══ SUPPLIED RECORDS

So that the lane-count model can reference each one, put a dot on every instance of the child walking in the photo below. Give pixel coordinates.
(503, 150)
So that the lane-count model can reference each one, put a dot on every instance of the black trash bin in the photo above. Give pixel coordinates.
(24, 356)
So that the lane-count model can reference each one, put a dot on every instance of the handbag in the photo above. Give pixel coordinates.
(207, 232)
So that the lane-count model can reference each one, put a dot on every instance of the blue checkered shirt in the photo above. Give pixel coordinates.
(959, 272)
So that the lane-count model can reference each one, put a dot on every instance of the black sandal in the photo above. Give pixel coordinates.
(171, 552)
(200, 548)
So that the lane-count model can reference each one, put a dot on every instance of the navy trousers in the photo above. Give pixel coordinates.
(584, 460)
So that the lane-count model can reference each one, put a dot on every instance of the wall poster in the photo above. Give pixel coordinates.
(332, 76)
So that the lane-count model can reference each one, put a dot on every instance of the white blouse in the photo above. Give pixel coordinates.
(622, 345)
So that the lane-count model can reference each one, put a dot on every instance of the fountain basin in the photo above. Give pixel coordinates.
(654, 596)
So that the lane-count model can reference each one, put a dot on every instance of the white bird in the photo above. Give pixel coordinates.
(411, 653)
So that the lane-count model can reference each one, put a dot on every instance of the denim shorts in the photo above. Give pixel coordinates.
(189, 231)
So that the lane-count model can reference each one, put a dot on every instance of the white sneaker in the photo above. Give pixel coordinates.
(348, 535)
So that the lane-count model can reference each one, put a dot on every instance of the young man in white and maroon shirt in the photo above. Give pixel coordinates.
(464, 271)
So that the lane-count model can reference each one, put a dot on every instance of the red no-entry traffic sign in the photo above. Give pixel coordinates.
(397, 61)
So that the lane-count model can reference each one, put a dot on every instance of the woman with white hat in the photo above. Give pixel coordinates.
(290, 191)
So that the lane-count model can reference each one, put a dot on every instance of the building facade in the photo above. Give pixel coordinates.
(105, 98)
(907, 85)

════

### EXERCISE DIRECTIONS
Starting at the line that contains "facade in the photo above. Give pixel coordinates." and continuing through the last of the rows, rewrite those lines with "put a dot on" changed to "mark". Leave everything else as it is.

### EXERCISE SOLUTION
So that the lane-count model can reference each one, mark every instance of the building facade in the photo above. Give pixel coordinates.
(105, 98)
(907, 85)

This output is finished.